Re: [vpp-dev] 100G with iperf3 server using VCL library

Florin Coras Fri, 11 Sep 2020 23:24:10 -0700

Hi Vijay, 

Quick replies inline.


> On Sep 11, 2020, at 7:27 PM, Vijay Sampath <vsamp...@gmail.com> wrote:
> 
> Hi Florin,
> 
> Thanks once again for looking at this issue. Please see inline:
> 
> On Fri, Sep 11, 2020 at 2:06 PM Florin Coras <fcoras.li...@gmail.com 
> <mailto:fcoras.li...@gmail.com>> wrote:
> Hi Vijay, 
> 
> Inline.
> 
>> On Sep 11, 2020, at 1:08 PM, Vijay Sampath <vsamp...@gmail.com 
>> <mailto:vsamp...@gmail.com>> wrote:
>> 
>> Hi Florin,
>> 
>> Thanks for the response. Please see inline:
>> 
>> On Fri, Sep 11, 2020 at 10:42 AM Florin Coras <fcoras.li...@gmail.com 
>> <mailto:fcoras.li...@gmail.com>> wrote:
>> Hi Vijay, 
>> 
>> Cool experiment. More inline.

> _Instruction 1_
In the records, substitute "image" for "photograph" from the line that has "The client would like the car side" through the line that has "[91,113,369,334]", and return only those lines with nothing else altered.
The thread above and the records that come after it are from unrelated sources.

> _Source material_
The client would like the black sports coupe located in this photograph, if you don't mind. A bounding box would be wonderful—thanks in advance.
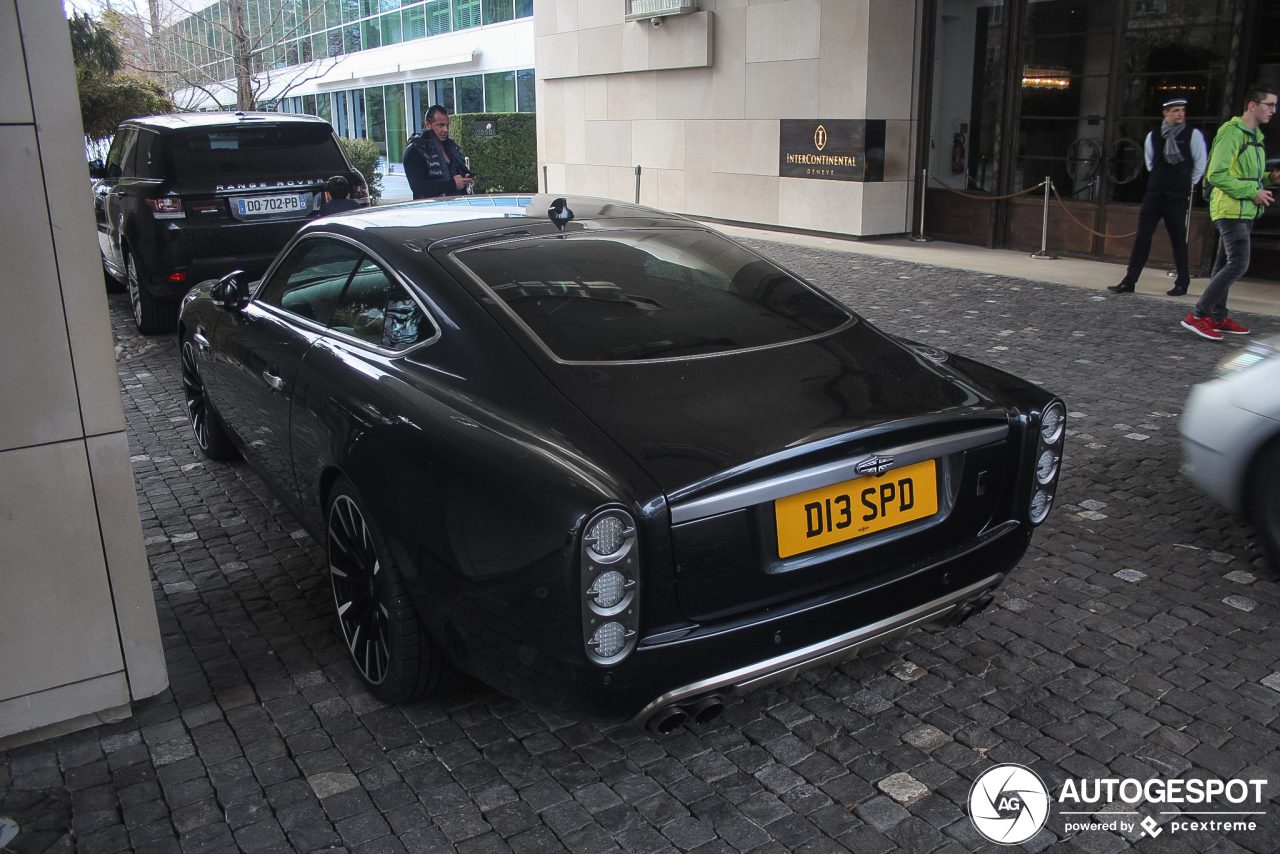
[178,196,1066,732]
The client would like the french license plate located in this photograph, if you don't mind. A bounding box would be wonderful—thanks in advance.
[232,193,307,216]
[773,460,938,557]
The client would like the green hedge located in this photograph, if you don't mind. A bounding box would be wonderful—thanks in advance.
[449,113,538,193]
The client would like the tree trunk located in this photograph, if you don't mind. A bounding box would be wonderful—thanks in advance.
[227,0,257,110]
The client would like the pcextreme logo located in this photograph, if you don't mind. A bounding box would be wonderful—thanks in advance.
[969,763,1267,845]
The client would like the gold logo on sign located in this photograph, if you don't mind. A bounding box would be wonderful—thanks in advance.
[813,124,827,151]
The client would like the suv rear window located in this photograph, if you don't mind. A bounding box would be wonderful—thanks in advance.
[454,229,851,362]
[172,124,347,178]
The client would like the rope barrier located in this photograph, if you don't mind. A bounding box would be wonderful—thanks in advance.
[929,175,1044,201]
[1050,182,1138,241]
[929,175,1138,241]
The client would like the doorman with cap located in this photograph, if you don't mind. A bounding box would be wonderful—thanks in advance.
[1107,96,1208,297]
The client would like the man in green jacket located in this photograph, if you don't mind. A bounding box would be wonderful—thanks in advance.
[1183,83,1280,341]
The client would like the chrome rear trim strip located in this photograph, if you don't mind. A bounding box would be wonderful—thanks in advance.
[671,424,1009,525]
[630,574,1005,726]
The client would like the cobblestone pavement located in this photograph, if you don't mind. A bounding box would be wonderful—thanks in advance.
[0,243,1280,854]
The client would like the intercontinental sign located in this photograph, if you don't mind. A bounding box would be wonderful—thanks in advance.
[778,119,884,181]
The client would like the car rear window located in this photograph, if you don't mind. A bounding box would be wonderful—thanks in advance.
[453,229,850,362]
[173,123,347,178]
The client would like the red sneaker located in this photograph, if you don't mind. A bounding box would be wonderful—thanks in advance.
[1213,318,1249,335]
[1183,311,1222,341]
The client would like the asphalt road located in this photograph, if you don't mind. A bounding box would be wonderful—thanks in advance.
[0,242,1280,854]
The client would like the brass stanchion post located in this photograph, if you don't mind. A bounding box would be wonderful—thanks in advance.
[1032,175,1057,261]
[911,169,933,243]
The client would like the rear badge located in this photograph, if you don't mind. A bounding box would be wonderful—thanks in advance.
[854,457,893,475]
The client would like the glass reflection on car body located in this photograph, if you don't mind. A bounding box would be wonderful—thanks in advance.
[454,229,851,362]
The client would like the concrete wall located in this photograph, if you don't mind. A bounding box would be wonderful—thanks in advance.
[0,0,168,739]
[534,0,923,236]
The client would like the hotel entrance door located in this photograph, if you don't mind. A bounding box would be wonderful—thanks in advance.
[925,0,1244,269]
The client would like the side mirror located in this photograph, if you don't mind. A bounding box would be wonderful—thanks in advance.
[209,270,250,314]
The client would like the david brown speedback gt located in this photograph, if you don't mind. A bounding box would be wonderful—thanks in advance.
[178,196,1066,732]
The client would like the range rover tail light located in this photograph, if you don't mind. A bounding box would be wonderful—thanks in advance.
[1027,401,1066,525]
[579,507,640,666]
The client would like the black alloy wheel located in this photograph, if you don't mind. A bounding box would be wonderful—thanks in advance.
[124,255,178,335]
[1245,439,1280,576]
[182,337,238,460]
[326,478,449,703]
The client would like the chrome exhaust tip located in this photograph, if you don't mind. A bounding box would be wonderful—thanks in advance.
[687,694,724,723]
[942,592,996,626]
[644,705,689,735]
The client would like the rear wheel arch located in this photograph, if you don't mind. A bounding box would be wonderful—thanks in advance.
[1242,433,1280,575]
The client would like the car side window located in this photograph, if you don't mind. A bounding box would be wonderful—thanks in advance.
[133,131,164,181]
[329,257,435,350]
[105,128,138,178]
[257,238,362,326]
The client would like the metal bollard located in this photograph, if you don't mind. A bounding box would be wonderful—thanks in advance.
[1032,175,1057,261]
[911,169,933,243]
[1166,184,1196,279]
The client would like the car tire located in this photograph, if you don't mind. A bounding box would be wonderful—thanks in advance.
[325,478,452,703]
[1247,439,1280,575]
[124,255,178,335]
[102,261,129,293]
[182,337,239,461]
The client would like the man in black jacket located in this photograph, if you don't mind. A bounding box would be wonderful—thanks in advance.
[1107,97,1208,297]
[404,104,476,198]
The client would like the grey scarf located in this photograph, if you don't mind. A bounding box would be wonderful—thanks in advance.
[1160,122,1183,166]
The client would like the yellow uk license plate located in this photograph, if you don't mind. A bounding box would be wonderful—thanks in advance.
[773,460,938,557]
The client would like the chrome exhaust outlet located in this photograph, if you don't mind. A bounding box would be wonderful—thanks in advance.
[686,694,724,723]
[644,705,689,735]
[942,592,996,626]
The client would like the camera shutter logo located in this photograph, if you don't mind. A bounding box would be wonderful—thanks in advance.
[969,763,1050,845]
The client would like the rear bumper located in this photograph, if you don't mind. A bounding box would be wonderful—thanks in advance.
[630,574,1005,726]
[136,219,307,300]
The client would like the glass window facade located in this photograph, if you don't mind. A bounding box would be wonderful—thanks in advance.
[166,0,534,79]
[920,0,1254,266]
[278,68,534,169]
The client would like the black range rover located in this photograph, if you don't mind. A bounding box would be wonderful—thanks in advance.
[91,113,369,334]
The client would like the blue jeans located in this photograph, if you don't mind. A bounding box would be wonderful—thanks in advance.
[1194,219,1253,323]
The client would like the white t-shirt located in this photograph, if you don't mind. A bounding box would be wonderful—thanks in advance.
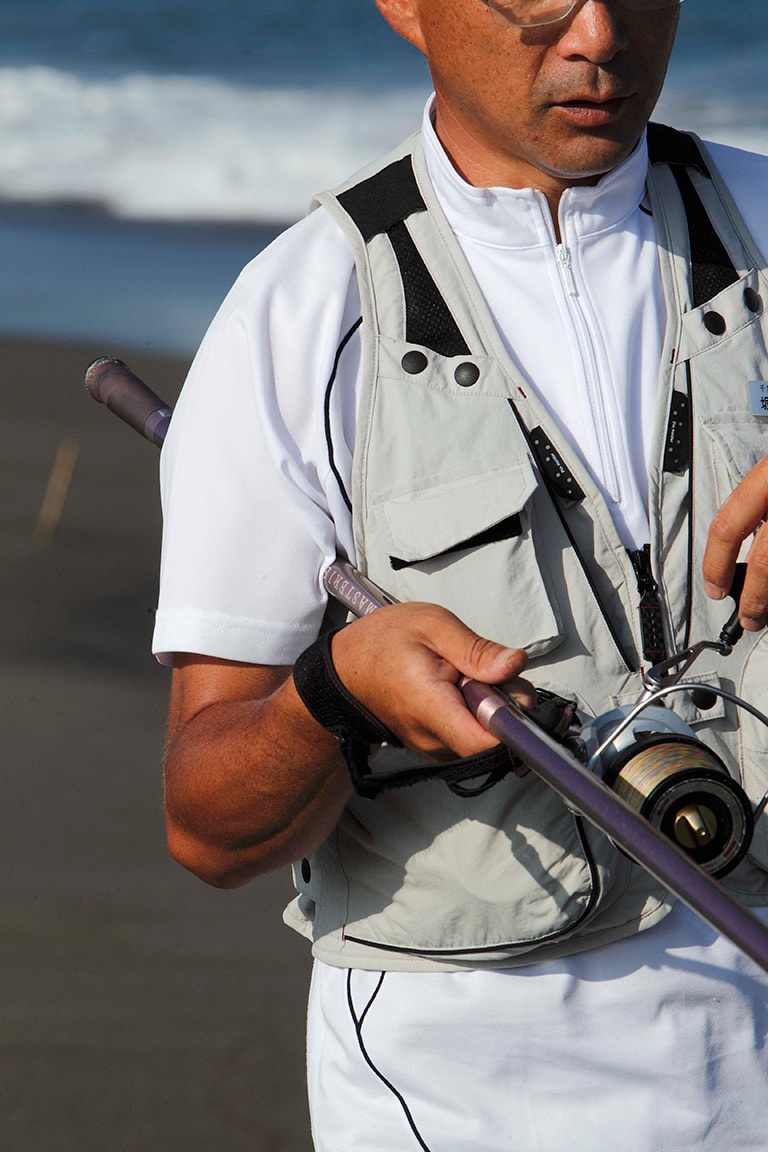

> _Instruction 2_
Resume the vpp-dev thread on 100G iperf3 with the VCL library from the point where it stops.

> _Answer 1_
The client would like the car side window located in this image, if you don't mind. A bounding box would be wonderful—thanks in advance.
[133,131,164,181]
[329,257,435,350]
[105,128,138,178]
[257,238,362,326]
The client would like the metal bollard located in this image, if you don't mind. A bounding box would be wonderful—thanks in advance.
[1032,175,1057,261]
[911,169,933,243]
[1166,184,1196,279]
The client would like the car tire located in this image, if you don't mind. A bounding box would be wonderful—thanks in advance.
[325,478,452,703]
[1247,439,1280,575]
[124,255,178,335]
[102,261,129,293]
[182,337,239,461]
The client would like the man in black jacket located in this image, if you don't mind. A bounding box would be wonderful—thanks in advance.
[1107,97,1208,297]
[404,104,476,198]
The client would like the grey scarf located in this image, if you don't mind. A bounding box would be wonderful—thanks in advance.
[1160,122,1183,166]
The client would like the yellow uk license plate located in this image, if you don't mind. A bounding box would be wonderful—thanks in advance.
[773,460,938,557]
The client would like the chrome exhaust outlet located in this image, if you don't mind. A bounding box would be wonderful—thanks in advance.
[686,694,724,723]
[644,705,689,735]
[942,592,996,626]
The client would like the camera shutter logo located in this image, if you don't mind. A bounding box would be wonderful—thanks in advance.
[969,763,1050,845]
The client would like the rear bumper located in this image, if you don't mind. A bounding box would be wonderful—thanks in advance.
[630,574,1005,726]
[136,219,307,300]
The client would like the glass window facade located in this image, if you don't mind. A bounding box would be wonderful—thanks in advance.
[166,0,534,79]
[920,0,1254,266]
[278,68,534,169]
The client would like the black range rover located in this image, if you don't mind. A bounding box would be wonderful—thanks in advance.
[91,113,369,334]

> _Answer 2_
>> 
>> > On Sep 11, 2020, at 9:42 AM, Vijay Sampath <vsamp...@gmail.com 
>> > <mailto:vsamp...@gmail.com>> wrote:
>> > 
>> > Hi,
>> > 
>> > I am using iperf3 as a client on an Ubuntu 18.04 Linux machine connected 
>> > to another server running VPP using 100G NICs. Both servers are Intel Xeon 
>> > with 24 cores.
>> 
>> May I ask the frequency for those cores? Also what type of nic are you using?
>> 
>> 2700 MHz. 
> 
> Probably this somewhat limits throughput per single connection compared to my 
> testbed where the Intel cpu boosts to 4GHz. 
>  
> Please see below, I noticed an anomaly. 
> 
> 
>> The nic is a Pensando DSC100.
> 
> Okay, not sure what to expect there. Since this mostly stresses the rx side, 
> what’s the number of rx descriptors? Typically I test with 256, with more 
> connections higher throughput you might need more. 
>  
> This is the default - comments seem to suggest that is 1024. I don't see any 
> rx queue empty errors on the nic, which probably means there are sufficient 
> buffers.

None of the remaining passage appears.